→ QUOTED TEXT:
It is clear that there is deep dissatisfaction at the state of the defence budget on both sides of the House and a real desire for proper investment in our armed forces and our nation’s defences. We are all used to hearing from Ministers that the defence budget is growing, and I am sure that there will be more of that this evening, but the truth is that years of deep cuts by the coalition and Conservative Governments mean that the defence budget is now worth far less than it was when Labour left office.

Defence spending has been cut by nearly £10 billion in real terms between 2010 and 2017, and the defence budget will fall in real terms next year according to the Government’s own figures. Our purchasing power has been cut dramatically due to the sharp fall in the value of the pound, and then there is the gaping hole in the Department's defence equipment plan. It was truly shocking to read the National Audit Office’s recent report which concluded that the plan is simply not affordable and that the funding gap may be as large as £20.8 billion. That conclusion was not particularly surprising since the affordability of the plan has been in doubt for some time, but that should not detract from the seriousness of the situation. The plan represents the £180 billion of equipment and associated costs that are required by our armed forces over the next 10 years in order to keep this country safe, yet it is clear that the MOD does not know how on earth it is going to pay for it.

That is the disastrous legacy of the decision to make deep cuts to the defence budget in the 2010 SDSR, and the belated attempt to row back five years later without having the necessary funding in place. It also serves as a warning about how difficult and costly it is to replace a capability once it has been cut, as we are now seeing with the maritime patrol aircraft. The result is a plan that, in the words of the NAO,

“does not provide a realistic forecast of the costs the Department will have to meet over the next 10 years”.

That would be unacceptable for any Government programme on such a scale, but it is deeply worrying in the context of the many pressures already facing the defence budget. Notably, the plan does not even include the cost of the Type 31e frigates, nor does it address concerns about the cost and affordability of the F-35 programme—concerns that have grown as Ministers have repeatedly been unable to supply adequate cost estimates for the F-35s, something which the Defence Committee described as “wholly unsatisfactory”. I would be grateful if the Minister set out the Department’s response to the NAO’s conclusions and outlined what urgent steps will be taken to address the issue of affordability at the earliest opportunity.

A run of entries
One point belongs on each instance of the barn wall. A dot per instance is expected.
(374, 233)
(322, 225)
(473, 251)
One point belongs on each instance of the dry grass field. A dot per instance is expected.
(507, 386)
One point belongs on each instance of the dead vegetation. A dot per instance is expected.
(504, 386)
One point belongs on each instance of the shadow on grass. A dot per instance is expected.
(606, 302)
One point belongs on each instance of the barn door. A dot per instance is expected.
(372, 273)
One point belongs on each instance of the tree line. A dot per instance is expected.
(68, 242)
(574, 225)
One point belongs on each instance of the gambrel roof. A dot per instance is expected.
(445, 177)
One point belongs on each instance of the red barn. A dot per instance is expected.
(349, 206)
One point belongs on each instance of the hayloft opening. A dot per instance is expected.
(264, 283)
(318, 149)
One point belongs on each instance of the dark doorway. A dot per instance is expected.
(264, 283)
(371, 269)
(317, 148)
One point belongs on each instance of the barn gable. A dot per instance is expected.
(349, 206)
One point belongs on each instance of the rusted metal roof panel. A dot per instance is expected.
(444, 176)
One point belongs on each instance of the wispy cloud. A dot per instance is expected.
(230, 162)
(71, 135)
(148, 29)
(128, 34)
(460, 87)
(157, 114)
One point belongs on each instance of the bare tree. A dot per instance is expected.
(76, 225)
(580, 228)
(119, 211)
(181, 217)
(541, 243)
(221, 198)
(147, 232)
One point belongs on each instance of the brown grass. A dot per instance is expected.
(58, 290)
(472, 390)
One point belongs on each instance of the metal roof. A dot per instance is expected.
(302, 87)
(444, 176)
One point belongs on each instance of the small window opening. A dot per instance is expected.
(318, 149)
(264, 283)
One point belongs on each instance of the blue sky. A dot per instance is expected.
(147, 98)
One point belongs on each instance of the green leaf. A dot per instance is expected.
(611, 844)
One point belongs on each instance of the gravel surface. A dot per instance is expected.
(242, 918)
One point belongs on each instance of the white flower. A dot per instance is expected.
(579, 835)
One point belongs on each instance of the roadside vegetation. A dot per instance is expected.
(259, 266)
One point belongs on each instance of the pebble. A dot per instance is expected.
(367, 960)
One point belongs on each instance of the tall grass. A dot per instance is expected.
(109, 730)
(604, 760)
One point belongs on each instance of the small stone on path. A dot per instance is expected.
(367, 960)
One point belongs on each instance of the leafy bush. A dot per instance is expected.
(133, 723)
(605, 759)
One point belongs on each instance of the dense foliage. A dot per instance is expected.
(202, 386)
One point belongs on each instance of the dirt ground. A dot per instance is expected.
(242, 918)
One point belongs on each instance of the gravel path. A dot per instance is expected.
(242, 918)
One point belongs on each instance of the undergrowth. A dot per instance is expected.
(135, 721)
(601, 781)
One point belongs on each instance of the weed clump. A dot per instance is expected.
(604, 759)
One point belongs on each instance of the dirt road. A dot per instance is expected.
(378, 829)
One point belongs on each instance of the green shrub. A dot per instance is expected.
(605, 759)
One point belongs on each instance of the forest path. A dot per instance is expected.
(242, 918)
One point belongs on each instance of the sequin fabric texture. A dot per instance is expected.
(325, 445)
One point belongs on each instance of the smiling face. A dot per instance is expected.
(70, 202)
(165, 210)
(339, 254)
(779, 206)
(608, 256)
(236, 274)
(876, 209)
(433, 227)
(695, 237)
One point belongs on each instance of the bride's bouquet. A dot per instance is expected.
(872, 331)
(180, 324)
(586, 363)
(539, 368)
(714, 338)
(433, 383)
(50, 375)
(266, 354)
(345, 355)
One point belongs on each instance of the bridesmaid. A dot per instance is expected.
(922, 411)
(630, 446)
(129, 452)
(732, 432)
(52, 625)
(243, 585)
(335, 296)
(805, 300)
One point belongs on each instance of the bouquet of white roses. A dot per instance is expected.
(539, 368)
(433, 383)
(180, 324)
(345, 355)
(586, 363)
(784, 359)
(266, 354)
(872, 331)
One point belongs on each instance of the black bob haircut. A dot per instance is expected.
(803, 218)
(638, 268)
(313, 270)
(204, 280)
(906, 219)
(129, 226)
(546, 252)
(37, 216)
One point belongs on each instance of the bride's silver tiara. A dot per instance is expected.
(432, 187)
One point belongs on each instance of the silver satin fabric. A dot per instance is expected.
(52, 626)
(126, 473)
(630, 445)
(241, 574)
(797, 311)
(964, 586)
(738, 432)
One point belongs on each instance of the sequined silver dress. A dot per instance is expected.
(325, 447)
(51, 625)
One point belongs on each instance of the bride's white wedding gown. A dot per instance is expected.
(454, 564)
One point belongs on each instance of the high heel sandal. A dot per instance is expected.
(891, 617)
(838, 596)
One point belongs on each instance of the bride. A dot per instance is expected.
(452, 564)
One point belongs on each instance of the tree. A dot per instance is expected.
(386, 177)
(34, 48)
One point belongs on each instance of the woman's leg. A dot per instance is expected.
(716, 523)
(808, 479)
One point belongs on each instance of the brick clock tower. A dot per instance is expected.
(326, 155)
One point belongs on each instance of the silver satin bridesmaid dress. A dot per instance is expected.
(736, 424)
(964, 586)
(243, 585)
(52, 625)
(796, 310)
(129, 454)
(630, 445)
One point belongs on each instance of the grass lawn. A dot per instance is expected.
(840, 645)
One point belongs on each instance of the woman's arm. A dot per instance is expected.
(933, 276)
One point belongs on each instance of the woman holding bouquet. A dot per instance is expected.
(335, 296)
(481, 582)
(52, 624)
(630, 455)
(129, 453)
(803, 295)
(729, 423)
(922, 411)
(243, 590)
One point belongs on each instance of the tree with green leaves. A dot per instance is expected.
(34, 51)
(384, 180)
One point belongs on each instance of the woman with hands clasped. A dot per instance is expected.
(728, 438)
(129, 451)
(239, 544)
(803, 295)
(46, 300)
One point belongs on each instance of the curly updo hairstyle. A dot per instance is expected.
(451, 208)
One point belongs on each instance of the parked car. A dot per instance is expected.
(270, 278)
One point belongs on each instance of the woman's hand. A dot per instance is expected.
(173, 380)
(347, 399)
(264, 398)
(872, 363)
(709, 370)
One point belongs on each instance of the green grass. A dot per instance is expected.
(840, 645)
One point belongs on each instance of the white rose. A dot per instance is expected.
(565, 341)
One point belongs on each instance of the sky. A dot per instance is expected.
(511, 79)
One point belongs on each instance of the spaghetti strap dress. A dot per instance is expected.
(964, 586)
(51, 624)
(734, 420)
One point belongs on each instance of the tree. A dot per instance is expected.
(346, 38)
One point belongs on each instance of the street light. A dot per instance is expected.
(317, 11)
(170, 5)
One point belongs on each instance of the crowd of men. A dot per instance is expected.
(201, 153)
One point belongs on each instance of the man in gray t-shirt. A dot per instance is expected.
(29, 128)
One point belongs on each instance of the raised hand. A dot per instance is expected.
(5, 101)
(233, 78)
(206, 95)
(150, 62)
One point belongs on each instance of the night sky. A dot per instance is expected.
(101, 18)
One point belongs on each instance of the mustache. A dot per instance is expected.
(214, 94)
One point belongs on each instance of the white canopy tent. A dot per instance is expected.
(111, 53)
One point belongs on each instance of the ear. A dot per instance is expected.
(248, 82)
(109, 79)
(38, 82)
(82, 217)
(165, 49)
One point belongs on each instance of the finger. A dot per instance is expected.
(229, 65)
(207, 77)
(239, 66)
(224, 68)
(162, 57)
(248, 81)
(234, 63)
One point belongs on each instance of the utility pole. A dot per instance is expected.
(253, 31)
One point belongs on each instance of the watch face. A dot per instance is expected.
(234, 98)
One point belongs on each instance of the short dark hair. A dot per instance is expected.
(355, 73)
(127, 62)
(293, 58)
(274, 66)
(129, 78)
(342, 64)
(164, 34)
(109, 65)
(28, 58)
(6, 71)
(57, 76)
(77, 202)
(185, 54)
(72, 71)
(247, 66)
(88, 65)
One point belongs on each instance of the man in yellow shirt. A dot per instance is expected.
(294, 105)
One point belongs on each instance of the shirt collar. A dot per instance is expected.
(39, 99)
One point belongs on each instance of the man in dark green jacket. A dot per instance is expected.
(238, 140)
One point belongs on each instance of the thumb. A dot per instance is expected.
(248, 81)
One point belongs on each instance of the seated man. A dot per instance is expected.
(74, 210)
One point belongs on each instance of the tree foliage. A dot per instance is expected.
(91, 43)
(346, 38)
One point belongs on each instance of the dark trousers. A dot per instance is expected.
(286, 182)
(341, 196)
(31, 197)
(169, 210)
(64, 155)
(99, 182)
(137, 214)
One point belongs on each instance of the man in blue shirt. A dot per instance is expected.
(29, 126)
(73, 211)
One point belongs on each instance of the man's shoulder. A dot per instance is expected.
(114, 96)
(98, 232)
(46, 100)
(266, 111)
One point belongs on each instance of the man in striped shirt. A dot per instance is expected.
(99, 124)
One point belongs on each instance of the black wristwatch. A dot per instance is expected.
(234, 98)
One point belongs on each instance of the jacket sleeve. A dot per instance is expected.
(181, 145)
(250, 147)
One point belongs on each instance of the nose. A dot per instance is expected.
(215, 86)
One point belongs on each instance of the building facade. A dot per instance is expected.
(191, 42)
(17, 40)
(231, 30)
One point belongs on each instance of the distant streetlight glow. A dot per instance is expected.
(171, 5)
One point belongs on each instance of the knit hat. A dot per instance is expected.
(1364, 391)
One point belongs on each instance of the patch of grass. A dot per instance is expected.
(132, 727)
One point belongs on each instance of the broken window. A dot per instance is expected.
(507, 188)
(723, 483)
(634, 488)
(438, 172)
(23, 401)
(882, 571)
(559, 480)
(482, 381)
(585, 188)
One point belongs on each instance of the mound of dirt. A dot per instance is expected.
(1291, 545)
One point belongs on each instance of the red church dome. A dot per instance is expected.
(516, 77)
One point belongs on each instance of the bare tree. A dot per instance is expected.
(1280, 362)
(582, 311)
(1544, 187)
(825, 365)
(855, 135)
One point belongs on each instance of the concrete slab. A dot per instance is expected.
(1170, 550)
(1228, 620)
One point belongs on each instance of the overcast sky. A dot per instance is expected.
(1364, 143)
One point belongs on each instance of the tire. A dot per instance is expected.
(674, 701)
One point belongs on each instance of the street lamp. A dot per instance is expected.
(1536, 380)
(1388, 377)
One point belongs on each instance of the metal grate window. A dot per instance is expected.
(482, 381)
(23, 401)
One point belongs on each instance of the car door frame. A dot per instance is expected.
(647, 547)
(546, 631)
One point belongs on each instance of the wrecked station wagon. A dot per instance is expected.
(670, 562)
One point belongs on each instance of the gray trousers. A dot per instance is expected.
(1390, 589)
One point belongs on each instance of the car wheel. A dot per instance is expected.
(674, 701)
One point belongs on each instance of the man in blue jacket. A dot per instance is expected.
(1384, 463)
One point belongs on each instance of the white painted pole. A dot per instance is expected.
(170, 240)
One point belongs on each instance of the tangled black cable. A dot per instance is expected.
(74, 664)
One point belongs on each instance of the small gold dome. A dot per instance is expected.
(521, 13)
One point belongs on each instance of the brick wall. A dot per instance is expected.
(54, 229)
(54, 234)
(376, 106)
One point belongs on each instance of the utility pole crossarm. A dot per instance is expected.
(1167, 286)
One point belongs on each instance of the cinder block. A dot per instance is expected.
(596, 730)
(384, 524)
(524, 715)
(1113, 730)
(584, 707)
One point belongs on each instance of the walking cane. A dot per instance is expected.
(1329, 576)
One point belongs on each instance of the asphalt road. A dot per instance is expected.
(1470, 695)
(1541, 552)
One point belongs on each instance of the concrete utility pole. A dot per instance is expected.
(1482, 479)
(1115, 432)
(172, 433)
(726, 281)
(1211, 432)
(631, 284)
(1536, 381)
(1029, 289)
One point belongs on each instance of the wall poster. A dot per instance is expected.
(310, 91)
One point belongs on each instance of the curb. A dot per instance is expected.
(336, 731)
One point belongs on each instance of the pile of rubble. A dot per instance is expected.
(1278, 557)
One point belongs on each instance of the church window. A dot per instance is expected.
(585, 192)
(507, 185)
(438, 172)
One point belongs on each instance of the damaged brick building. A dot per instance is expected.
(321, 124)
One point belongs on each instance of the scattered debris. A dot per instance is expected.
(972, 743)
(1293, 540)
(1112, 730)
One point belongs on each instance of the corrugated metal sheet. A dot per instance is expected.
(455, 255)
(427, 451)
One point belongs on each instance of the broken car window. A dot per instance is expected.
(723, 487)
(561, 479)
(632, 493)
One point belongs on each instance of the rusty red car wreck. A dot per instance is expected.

→ EXERCISE PROMPT:
Please decide whether each statement below agrees with the text on defense spending. Answer yes or no for each, and quote the words of the text that settle it.
1. The National Audit Office found the funding gap in the equipment plan could reach £20.8 billion.
2. The equipment plan covers the cost of the Type 31e frigates.
3. Defense spending fell by nearly £10 billion in real terms from 2010 to 2017.

→ RESULT FOR THIS TASK:
1. Yes: "the funding gap may be as large as £20.8 billion"
2. No: "the plan does not even include the cost of the Type 31e frigates"
3. Yes: "Defence spending has been cut by nearly £10 billion in real terms between 2010 and 2017"